---- Material to process

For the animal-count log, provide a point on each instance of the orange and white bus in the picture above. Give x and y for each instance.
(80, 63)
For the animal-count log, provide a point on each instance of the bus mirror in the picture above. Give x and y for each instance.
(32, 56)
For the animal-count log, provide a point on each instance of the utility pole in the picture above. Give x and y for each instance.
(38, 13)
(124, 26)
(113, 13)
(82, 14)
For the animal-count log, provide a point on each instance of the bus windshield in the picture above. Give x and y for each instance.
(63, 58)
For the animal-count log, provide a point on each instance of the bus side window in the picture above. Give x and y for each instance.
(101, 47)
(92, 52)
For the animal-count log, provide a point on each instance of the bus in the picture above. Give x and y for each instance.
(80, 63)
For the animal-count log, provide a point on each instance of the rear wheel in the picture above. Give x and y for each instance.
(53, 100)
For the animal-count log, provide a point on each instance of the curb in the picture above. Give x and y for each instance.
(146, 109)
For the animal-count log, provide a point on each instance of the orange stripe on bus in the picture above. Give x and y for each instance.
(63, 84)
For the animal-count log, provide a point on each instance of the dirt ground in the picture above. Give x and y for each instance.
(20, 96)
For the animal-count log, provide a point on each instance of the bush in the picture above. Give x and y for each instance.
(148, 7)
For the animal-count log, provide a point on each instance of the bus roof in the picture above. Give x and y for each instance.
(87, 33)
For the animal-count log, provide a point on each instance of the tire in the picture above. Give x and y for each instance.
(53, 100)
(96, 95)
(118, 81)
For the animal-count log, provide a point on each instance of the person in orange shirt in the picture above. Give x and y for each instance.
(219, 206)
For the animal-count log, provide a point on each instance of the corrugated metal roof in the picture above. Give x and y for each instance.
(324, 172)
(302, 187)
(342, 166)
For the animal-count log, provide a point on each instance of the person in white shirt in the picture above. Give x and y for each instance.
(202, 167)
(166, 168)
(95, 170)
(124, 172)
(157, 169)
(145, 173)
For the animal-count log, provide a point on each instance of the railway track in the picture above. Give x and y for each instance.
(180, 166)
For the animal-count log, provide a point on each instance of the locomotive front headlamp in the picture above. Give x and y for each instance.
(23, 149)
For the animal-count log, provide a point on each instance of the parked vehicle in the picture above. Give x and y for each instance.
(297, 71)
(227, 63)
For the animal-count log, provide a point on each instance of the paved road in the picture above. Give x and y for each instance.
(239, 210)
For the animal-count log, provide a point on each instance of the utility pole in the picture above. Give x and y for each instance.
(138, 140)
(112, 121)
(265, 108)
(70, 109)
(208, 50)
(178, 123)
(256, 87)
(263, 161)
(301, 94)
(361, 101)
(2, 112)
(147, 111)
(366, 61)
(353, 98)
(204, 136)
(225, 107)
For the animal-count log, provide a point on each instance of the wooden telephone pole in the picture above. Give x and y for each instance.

--------

Write out the full listing, keeping every line exactly as it is.

# [Task response]
For the animal-count log, provide a point on each instance of the orange and white bus in the picture above. Give x and y for each instance.
(80, 63)
For the animal-count log, provide a point on each instance of the bus mirror in the picture above. Give x and y for each instance.
(32, 56)
For the animal-count log, provide a point on each instance of the utility pole in the picture above. Give x and y for each instance.
(38, 13)
(124, 26)
(113, 13)
(82, 14)
For the animal-count log, provide a point on each instance of the bus windshield in the picture above. Give x and y for each instance.
(63, 58)
For the animal-count log, provide a point on each instance of the bus side window in the picture above. Give x and y for each instance.
(101, 47)
(92, 52)
For the animal-count log, provide a point on each instance of the bus in the picture above. Give x and y for each instance.
(80, 63)
For the animal-count log, provide a point on each instance of the rear wheel in the picture above. Give x and y for each instance.
(53, 100)
For the animal-count log, provide a point on each instance of the curb in the picture above. Give x and y for each instance.
(146, 109)
For the animal-count log, provide a point on each instance of the orange stripe on bus in the picture above. Give x and y for each instance.
(63, 84)
For the animal-count log, provide a point on each instance of the dirt ground in the picture above. Give x and y for each instance.
(20, 96)
For the animal-count log, provide a point on each instance of the bush in the picture above. Give x and y for each instance.
(148, 7)
For the animal-count log, provide a point on each instance of the bus roof in the picture above. Give x and y for each instance.
(87, 33)
For the animal-count log, provide a point on each instance of the tire in the picture above. Give x and y for each instance.
(53, 100)
(96, 95)
(118, 81)
For the animal-count log, provide a point on each instance of the person in orange shirt in the picture above. Give x and y for each instance.
(219, 206)
For the animal-count log, provide a point on each instance of the corrugated metal roof in the picture above. Give x and y for each instance.
(324, 172)
(302, 187)
(342, 166)
For the animal-count log, provide a point on each instance of the person in white shirt in the picture above. Give x and y for each instance.
(202, 167)
(166, 168)
(95, 170)
(124, 172)
(157, 169)
(145, 173)
For the animal-count log, provide a point on each instance of the railway track in the picture above. Give x and y for each instance.
(180, 166)
For the animal-count log, provide a point on each instance of the locomotive front headlamp in the picture above. Give x and y for each instance.
(23, 149)
For the animal-count log, provide a point on each instance of the parked vehicle in the picture above. Give x and y for each instance.
(297, 71)
(227, 63)
For the animal-count log, provide a point on each instance of the paved road in the picture above. Give x and y for each instance.
(239, 210)
For the animal-count log, provide a point on each instance of the utility pole in the picture above. Give x and y for each instance.
(138, 140)
(112, 121)
(265, 108)
(70, 109)
(208, 50)
(178, 123)
(256, 87)
(263, 161)
(301, 94)
(361, 101)
(2, 112)
(147, 111)
(366, 61)
(353, 98)
(204, 136)
(225, 107)
For the animal-count log, provide a point on each instance of the wooden telephone pole in the picture above. Give x and y for each instance.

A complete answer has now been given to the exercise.